Consequences of Infidelity on Family Stability

00:10:01
Speaker
So there were a combination of things that were all related to this. One of the people that my father was unfaithful with was his business partner's wife.
00:10:17
Speaker
which his business partner found out about. And, uh, you know, we went from a pretty safe family, uh, with a very, you know, a very good life actually. So, uh, looking back on it to nothing. Um, because, uh, the business partner in a rage, as you would, uh, I don't quite know. I've never actually asked this question directly, but suddenly there was money and then there was no money. Right.
00:10:44
Speaker
And that was a change of schools, moving house, and then seeing him go into, because he then was back on the scene.
00:11:02
Speaker
but he was in a depression. My mother tells me that she did have to try and stop him killing himself once because he said, you know, he'd lost it all. He'd done this, he'd done that. And she's like, we're not going through this for you to do this now. And she was the one writing his CV and writing articles in his own name and getting him out there. Also, my brother was older.
00:11:29
Speaker
And he could, you know, there's a four year gap between us. So initially when this was happening, it didn't mean a thing to him. He really couldn't. For him, I think everything carried on as normal. And the older he got, he would struggle at school with various things. And then he suddenly was beginning to hurt for various people, couldn't understand it. And
00:11:59
Speaker
You know, the older you get, the more you understand, the more you learn. Having been aware of it from 10, by the time I hit teens, I'd had those years to watch and to see, you know, to watch with different eyes, to see how they were either together or not together.
00:12:19
Speaker
to see what the situation was, to not understand it, because you don't understand love. That's as much as you think you might. No, and actually the only thing that matters to you at that age naturally is you and your circumstance. And I mean, I'm not suggesting that you don't feel for the people in your family who are in pain, but you don't want change in your life.
00:12:47
Speaker
No, no, you don't. That's true. And there had been quite a bit of that. You know, it wasn't it wasn't all bad. You know, the house we moved to was like something out of Brambly Hedge. It was it was quite special. So there were adventures down there. We you know, we did make something of it. And then of course, he did, he did come back. And
00:13:15
Speaker
How was that? Having gone through the pain, presumably thinking, that's it, he's gone, we need to get used to a new life. No, that was never a that's it moment. We were very, from a very early stage, one of the things my mother had always said is, I don't believe in divorce. And
00:13:43
Speaker
I think at times he would be the one who would push for separation more. It wasn't until way later in life like the last time a few years ago that she actually got to the point of
00:13:59
Speaker
Yeah, I took her to a lawyer. We'd never done that before. But that, you know, the one, the most recent one was like the ultimate deceit. I mean, he had everybody fooled. No one, there wasn't any signs of that one. So that one was very different. If you can have differences in... Okay, so I'm interested in that because it must have felt incredibly shocking at the time when it first happened. How many more times did this separation
00:14:29
Speaker
or working away from home and having affairs presumably. How many more times did that happen before the ultimate deceit, which I'm going to get you to tell me about, I want to know? I honestly don't know. I really don't know. I
00:14:46
Speaker
He'd probably come back for patches of two years or so at that stage in life. And then it got to a point where he was what, he's also always worked abroad, bar that patch when I was about 10 or 11, would come back to the UK. And that seemed to work for them. So for the majority of teens,
00:15:11
Speaker
he was away, we would spend our Easter and summer holidays all together, wherever he was. We always had a house in the UK, but that had always been the case because both parents said, you know, we want you to have roots. We want you to know where you're from. And by that point, we had animals and all sorts. And we, my brother and I think probably took that as it just,
00:15:40
Speaker
it worked well in that we were together for that patch of time and then
00:15:45
Speaker
come winters and stuff it was it was back in the UK he would come back for Christmas of course but it was very much and I you know she's always had a line which was um you know we were the three musketeers because it was very much the three of us and then he would come in which probably was quite hard um you know not he wasn't it wasn't cold or anything he just had a lot of catching up to do yeah was it spoken about his infidelity yes by me
00:16:14
Speaker
I mean, I can't even remember what age I was, but I'd gone out to GCSEs. They were apart again. And I went to stay with him in the country that he was in. And that was the first time I'd done a solo trip without my brother as well. And he just said, I just want to love your mother. I just want her to let me love her.

> Required work
• a. According to the transcript on infidelity and family stability, who was one of the people the speaker's father was unfaithful with?
• b. Continue the transcript on infidelity and family stability from its last line.
The items that come next have nothing to do with the transcript on infidelity and family stability.

Referring expression data

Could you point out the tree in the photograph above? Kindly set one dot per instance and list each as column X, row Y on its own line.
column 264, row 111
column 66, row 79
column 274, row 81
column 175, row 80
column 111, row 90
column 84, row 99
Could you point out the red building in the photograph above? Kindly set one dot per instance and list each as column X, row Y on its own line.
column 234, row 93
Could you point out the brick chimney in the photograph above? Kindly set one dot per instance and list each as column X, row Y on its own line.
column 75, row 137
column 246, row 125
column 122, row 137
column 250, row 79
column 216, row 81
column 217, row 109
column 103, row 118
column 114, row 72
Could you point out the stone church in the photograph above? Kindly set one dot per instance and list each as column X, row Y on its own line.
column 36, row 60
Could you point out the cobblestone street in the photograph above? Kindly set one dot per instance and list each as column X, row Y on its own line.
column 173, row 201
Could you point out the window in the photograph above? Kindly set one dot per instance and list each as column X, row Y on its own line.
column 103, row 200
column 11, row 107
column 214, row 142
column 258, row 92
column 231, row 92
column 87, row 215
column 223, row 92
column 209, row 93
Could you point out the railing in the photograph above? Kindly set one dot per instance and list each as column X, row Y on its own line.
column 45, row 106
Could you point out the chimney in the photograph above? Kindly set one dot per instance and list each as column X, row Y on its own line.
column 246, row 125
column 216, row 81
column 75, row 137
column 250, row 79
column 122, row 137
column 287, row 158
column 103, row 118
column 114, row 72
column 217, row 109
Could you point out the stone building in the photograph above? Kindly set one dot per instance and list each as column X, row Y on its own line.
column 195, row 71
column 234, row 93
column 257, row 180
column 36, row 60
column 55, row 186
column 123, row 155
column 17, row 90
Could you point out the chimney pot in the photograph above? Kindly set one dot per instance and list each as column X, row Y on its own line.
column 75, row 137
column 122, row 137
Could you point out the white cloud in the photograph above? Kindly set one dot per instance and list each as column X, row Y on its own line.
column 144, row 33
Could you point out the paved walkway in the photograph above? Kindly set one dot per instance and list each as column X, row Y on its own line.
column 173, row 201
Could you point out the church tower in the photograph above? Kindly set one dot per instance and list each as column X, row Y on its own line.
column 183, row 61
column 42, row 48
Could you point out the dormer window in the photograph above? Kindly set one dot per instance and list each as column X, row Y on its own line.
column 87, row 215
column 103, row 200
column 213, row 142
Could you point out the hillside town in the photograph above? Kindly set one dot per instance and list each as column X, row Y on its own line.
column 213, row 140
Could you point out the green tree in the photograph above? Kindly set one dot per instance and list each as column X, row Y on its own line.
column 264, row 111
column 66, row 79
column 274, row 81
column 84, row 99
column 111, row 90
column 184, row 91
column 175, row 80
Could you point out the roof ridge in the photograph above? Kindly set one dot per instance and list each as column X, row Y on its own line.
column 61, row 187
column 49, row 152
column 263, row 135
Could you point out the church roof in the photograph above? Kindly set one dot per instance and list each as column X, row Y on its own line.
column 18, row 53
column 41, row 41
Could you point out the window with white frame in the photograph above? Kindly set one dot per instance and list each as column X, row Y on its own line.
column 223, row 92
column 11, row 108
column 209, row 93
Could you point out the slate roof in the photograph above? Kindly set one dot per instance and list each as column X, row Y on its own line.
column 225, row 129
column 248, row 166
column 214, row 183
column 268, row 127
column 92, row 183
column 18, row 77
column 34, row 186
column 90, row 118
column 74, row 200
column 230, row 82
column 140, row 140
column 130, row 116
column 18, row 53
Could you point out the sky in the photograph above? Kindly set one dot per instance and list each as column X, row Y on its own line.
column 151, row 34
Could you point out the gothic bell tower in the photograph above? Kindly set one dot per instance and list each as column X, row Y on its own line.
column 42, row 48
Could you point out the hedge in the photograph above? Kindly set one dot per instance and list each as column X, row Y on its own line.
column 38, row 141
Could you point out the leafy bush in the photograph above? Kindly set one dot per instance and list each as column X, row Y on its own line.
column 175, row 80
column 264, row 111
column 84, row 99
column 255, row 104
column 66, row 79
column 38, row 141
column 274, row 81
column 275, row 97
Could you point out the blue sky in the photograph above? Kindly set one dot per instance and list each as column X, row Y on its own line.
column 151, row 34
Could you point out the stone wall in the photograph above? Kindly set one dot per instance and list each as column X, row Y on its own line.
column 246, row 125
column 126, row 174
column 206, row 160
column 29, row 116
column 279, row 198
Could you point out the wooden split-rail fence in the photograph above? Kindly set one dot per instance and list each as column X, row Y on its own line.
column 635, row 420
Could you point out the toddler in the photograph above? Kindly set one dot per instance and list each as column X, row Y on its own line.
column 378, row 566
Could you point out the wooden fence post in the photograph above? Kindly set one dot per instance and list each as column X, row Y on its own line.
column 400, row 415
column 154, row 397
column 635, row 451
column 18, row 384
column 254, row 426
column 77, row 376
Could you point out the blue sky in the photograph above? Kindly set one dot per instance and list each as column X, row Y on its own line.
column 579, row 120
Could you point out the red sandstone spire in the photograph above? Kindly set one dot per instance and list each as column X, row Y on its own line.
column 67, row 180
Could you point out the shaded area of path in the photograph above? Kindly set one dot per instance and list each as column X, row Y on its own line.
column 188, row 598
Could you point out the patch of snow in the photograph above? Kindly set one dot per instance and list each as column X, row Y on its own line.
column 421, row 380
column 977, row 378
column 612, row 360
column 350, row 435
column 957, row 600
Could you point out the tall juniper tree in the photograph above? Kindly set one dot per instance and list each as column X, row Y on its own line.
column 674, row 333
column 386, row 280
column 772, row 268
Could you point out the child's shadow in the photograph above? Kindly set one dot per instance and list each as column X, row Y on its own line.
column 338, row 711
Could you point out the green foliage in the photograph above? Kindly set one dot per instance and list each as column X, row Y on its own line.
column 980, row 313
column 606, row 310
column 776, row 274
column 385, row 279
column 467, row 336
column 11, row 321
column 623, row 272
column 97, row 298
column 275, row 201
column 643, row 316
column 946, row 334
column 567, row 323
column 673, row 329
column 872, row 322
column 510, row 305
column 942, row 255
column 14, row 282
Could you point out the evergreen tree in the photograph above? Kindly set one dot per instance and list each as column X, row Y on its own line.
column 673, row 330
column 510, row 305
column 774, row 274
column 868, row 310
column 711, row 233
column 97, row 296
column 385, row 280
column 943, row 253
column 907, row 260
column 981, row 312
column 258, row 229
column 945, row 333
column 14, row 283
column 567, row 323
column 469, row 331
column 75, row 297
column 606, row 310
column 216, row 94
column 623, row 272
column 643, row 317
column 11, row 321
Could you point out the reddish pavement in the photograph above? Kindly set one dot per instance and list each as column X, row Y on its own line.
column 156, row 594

> Answers to the exercises
• a. His business partner's wife.

• b.
00:16:46
Speaker
and I don't know was it it was maybe it was just tiredness at everything that that was a line that I quite liked at the time it was easy to take it kind of made some sense of all of it what did he mean by that though so she's

Parental Upbringing and Relationship Strain

00:17:11
Speaker
She's had a very difficult upbringing. She's one of many girls and her parents brought them up to believe that not all the girls were allowed to get on at the same time. There had to be fallout between groups. Because if they all got on together then they'd overpower the parents. That was the theory. Oww! Yeah. Okay, oh gosh. Aww. So, yeah, I think
00:17:38
Speaker
And also a very bad relationship with her mother. She used to go home quite regularly and find all her clothes in bin bags on the lawn and things like that. So her upbringing was just horrendous. Right. OK.
00:17:50
Speaker
And he's the opposite. He's come from, he's also come from a big family, but just a family where children are allowed to be children and loved. And if you fall out with someone one day, it's just part of life. It doesn't mean that you don't speak for however many years. And I think it was a part of it. Yeah, it was a clash of
00:18:13
Speaker
how, what their experiences of family life had been. And that if you, you know, it's okay to hurt someone, a sibling or something, if it's a, oh, I don't like you doing that, that's not very nice. Rather than, I'm never going to speak to you again. It's quite a dramatic upbringing for your mum. Yeah, very much so. And normal for your dad.
00:18:43
Speaker
Yeah, so I think I'm interested though to know so your your dad's feelings towards your mum. I'm struggling to know how to say this, but I'm thinking why?
00:18:58
Speaker
His actions don't match his feelings. No, that's not a necessary precursor to having an affair, is it? That's a choice that you make. Or is it just his nature? I've had relationships with men in the past who have been serial relationship offenders, as I called them, who ultimately, that's probably the reason that we didn't stay together, because I couldn't tolerate that.
00:19:24
Speaker
I know some people can, and perhaps that's another question to ask you about your mum, but having difficulties in your relationship doesn't always mean... So what did your dad think came first? The difficulties in his relationship with your mum, or his... Why the infidelity, I guess I'm asking. My humble opinion would be they...
00:19:55
Speaker
I've been together since teens. They got married early 20s. He hadn't matured enough to make the connection between what marriage actually was and how to behave. He still continued to live.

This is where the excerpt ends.